═══ Document

La carrière du chevalier Newton a été tout différente : il a vécu près de quatre-vingt-cinq ans, toujours tranquille, heureux, et honoré dans sa patrie. Son grand bonheur a été non-seulement d’être né dans un pays libre, mais dans un temps où, les impertinences scolastiques étant bannies, la raison seule était cultivée : le monde ne pouvait être que son écolier, et non son ennemi.

Une opposition singulière dans laquelle il se trouve avec Descartes, c’est que, dans le cours d’une si longue vie, il n’a eu ni passion ni faiblesse. Il n’a jamais approché d’aucune femme : c’est ce qui m’a été confirmé par le médecin et le chirurgien entre les bras de qui il est mort[1]. On peut admirer en cela Newton, mais il ne faut pas blâmer Descartes.

══════

Consignes:
1. Pour chacune des affirmations ci-dessous, indiquez par oui ou par non si elle concorde avec le texte sur Newton et Descartes, en citant mot pour mot le passage qui tranche. (a) Newton a vécu près de quatre-vingt-cinq ans. (b) Newton a été persécuté dans sa patrie. (c) Le texte invite à blâmer Descartes.
2. Modifiez le passage du texte sur Newton et Descartes qui commence aux mots « La carrière du » et s'arrête après « non son ennemi. », en y remplaçant « patrie » par « nation ».

═══ Liste des entrées

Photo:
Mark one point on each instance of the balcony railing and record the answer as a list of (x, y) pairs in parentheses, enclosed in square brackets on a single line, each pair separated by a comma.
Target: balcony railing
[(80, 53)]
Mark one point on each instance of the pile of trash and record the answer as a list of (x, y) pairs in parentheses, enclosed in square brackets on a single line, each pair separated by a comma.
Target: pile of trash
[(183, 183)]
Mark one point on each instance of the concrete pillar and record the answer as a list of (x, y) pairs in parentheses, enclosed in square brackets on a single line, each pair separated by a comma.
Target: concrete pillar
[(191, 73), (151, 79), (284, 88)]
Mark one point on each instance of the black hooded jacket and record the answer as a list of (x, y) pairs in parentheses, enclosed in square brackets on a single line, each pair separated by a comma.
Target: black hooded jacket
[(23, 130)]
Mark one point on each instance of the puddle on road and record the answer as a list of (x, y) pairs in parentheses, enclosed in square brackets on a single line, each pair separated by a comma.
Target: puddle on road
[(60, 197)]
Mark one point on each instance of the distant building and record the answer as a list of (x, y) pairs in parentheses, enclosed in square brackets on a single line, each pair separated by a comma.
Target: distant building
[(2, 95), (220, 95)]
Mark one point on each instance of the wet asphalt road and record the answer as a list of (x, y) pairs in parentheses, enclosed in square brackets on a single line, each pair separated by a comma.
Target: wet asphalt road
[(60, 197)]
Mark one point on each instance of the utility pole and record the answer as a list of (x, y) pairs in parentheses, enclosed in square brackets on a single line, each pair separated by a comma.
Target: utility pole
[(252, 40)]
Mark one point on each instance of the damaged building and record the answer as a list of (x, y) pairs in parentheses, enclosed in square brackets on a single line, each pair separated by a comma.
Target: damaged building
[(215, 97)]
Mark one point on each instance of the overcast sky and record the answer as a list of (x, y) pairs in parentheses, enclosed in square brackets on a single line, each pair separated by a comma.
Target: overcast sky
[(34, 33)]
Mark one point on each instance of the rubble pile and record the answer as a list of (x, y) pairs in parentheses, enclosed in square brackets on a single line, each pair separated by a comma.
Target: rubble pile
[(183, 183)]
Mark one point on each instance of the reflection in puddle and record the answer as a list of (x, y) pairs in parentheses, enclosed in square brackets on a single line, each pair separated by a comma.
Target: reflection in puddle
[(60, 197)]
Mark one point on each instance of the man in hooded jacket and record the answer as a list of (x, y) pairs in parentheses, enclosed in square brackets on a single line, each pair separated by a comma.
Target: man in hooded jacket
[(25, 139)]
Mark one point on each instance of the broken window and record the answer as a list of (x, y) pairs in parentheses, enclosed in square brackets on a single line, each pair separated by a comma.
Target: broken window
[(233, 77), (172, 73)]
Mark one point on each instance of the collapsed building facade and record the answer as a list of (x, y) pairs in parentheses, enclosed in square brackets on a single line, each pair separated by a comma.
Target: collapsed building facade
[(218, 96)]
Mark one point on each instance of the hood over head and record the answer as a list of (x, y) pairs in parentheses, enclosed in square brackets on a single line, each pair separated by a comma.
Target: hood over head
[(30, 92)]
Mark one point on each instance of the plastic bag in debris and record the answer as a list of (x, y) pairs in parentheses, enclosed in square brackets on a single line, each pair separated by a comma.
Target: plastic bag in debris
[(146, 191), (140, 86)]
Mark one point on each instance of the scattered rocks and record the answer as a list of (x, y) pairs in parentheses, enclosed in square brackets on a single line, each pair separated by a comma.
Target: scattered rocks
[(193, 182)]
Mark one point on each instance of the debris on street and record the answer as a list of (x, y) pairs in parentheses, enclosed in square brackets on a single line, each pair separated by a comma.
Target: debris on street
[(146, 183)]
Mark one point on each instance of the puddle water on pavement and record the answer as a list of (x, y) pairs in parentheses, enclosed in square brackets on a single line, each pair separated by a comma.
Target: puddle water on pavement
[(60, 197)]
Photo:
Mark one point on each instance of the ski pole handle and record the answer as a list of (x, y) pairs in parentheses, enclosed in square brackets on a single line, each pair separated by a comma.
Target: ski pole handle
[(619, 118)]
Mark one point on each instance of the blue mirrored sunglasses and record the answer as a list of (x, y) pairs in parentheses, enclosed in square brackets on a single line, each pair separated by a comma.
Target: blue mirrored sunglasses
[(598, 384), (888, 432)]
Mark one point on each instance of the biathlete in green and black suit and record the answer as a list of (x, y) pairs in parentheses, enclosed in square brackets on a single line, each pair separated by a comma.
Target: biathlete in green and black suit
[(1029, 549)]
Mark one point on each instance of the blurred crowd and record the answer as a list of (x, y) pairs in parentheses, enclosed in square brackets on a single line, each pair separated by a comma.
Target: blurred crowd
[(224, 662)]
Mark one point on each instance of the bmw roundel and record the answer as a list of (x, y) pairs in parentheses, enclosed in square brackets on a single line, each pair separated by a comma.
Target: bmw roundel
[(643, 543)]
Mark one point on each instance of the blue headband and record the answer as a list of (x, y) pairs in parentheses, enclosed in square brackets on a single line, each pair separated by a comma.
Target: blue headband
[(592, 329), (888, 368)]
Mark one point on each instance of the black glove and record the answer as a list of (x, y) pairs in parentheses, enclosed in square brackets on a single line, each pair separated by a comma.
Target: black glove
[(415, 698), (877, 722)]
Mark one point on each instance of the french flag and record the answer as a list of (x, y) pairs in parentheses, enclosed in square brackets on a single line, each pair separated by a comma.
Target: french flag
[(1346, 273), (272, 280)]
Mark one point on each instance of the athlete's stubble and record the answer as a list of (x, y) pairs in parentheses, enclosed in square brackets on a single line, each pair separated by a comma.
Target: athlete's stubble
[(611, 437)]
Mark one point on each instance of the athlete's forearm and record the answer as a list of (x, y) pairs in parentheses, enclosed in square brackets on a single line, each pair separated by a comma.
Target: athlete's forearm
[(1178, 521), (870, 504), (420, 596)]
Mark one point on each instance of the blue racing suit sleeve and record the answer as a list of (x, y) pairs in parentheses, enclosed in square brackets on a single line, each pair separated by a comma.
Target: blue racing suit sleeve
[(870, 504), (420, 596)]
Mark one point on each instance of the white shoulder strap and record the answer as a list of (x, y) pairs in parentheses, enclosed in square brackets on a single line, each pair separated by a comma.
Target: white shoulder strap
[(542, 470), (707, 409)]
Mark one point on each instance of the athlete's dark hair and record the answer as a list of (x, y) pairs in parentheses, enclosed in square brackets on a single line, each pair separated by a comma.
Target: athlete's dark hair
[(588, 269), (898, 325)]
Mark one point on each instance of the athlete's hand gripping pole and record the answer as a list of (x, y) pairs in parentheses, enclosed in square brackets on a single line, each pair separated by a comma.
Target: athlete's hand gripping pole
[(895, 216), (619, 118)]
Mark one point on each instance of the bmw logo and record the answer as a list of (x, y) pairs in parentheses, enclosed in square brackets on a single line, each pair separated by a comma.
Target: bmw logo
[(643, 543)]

══════

Résultats finaux:
1.
(a) Oui : « il a vécu près de quatre-vingt-cinq ans ».
(b) Non : « honoré dans sa patrie ».
(c) Non : « il ne faut pas blâmer Descartes ».

2.
La carrière du chevalier Newton a été tout différente : il a vécu près de quatre-vingt-cinq ans, toujours tranquille, heureux, et honoré dans sa nation. Son grand bonheur a été non-seulement d’être né dans un pays libre, mais dans un temps où, les impertinences scolastiques étant bannies, la raison seule était cultivée : le monde ne pouvait être que son écolier, et non son ennemi.